• **GIVEN REQUEST**
Quote the passage from the post about applying to JET that begins at the words "Despite being a" and stops after "you’re not wrong.".

• **PAGE**
'''

Why I Applied to JET (And Why Japan)


If you’ve read my last post, you know I’m currently deep in the waiting phase of the JET Program. This is the story of how I got here in the first place — including the part where a song from an anime is entirely responsible for a major life decision. No notes. No regrets.


The Part Where This All Starts (At 2am, Obviously)

It started, as so many great decisions do, in the middle of the night.

I was half asleep when the TV flickered on and a sweeping, unmistakable melody filled the room — the opening theme to InuYasha. I had no idea what I was watching, no idea where it was from, and absolutely no business being awake at that hour — but I was glued. Completely, irreversibly, embarrassingly glued.

Despite being a pre-teen with school the very next day, I did not go back to sleep—shocker.

Instead, as many of us do, I spiraled. One anime became five. Five became ten. Ten became a genuine obsession with the language underneath all of it — the rhythm of Japanese, its elegance, the way every syllable seemed to carry meaning before I understood a single word.

I know what you’re thinking. Anime girl. And listen, you’re not wrong.

But I promise it got bigger than that. Eventually.


The Part Where I Learn and Grow

I took Japanese in college, which is where things got real fast.

Studying the language formally — actually sitting down and learning to read, write, and speak it — only made everything worse. Better. You know what I mean.

I made friends I still have, including one in Kyoto who has shaped my love for Japan more than she probably knows. I read everything I could find about the culture, the literature, the history. I went down more rabbit holes than I can count.

And somewhere between verb conjugations and kanji flashcards — around the time I realized I was doing extra study for fun — I had to admit this wasn’t a phase anymore. It had become something I couldn’t ignore even if I tried, and trust me, I didn’t try very hard.


The Part Where I Get On a Plane

So eventually, my husband and I did exactly that.

Two and a half weeks in Japan, wandering and getting wonderfully lost in a place we’d both been dreaming about.

Spoiler: it felt exactly like I always knew it would — but also nothing like I expected, which is honestly the most “Japan” answer possible.

I could write an entire post about that trip — and I will, don’t worry — but the moment I keep coming back to is a woman from Uji.

We were lost — but honestly, in the best possible way. We were trying to find Byōdō-in Temple and failing spectacularly when she stepped in, our words doing their very best across the gap between her English and my enthusiastic-but-chaotic Japanese. We laughed at the confusion, she pointed us in the right direction, and somewhere in those few minutes, something shifted. We were lost in translation, literally and completely — and yet we walked away with something that made us feel more human than we had all trip. Connection, simple and unexpected, from a stranger in Uji.

'''

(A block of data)
'''

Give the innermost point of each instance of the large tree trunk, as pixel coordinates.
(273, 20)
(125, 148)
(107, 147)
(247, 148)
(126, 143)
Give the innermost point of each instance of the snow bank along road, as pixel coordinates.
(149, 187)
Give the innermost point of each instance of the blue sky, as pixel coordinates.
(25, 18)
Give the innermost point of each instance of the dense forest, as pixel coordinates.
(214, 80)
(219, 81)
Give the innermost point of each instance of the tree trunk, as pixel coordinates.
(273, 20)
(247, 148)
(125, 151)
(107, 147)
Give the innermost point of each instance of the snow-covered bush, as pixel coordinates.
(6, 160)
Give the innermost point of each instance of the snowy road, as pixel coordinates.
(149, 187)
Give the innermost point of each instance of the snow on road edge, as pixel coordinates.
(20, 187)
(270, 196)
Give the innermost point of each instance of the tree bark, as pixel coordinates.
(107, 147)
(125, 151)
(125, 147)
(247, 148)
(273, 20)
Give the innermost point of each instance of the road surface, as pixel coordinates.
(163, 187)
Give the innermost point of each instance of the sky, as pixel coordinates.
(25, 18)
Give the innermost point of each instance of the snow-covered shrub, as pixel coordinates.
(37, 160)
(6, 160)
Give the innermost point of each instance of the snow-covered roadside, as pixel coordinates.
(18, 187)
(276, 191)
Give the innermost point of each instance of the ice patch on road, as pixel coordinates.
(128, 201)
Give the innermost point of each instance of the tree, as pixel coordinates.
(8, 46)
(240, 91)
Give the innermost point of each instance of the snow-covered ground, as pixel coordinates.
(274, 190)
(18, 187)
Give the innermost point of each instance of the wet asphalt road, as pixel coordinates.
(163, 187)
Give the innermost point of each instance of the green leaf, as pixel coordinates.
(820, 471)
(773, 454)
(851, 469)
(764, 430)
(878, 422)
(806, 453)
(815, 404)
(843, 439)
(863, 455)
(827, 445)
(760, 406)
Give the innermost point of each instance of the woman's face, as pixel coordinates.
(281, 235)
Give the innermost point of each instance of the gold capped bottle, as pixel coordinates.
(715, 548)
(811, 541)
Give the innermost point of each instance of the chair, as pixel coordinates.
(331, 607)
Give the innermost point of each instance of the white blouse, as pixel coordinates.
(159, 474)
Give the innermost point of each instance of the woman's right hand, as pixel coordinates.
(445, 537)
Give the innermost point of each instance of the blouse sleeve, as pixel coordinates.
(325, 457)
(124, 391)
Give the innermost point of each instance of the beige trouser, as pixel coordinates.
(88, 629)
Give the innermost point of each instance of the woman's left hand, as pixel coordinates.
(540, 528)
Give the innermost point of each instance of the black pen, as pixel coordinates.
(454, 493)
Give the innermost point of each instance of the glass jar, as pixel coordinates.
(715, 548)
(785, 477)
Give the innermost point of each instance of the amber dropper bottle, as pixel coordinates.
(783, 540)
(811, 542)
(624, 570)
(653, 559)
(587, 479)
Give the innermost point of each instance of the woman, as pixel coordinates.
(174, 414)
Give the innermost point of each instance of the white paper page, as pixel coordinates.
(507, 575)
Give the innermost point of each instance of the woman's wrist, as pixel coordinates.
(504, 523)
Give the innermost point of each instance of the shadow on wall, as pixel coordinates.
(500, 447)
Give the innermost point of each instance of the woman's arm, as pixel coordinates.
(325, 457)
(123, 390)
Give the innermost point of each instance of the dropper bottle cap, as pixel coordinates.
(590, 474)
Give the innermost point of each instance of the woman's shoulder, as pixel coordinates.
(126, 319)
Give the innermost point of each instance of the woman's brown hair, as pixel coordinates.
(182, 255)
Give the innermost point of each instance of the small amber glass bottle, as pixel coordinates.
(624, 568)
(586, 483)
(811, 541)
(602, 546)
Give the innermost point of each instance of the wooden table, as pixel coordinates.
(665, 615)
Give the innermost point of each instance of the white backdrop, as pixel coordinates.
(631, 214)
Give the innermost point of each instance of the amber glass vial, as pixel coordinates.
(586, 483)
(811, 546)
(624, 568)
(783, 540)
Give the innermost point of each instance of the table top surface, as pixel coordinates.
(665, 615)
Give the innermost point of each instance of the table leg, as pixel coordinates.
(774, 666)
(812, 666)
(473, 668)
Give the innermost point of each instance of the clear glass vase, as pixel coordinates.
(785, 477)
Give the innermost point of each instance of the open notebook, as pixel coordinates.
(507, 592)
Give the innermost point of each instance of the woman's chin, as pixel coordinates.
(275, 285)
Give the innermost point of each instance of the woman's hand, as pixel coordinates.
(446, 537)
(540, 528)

'''

• **TASK SOLUTION**
Despite being a pre-teen with school the very next day, I did not go back to sleep—shocker.

Instead, as many of us do, I spiraled. One anime became five. Five became ten. Ten became a genuine obsession with the language underneath all of it — the rhythm of Japanese, its elegance, the way every syllable seemed to carry meaning before I understood a single word.

I know what you’re thinking. Anime girl. And listen, you’re not wrong.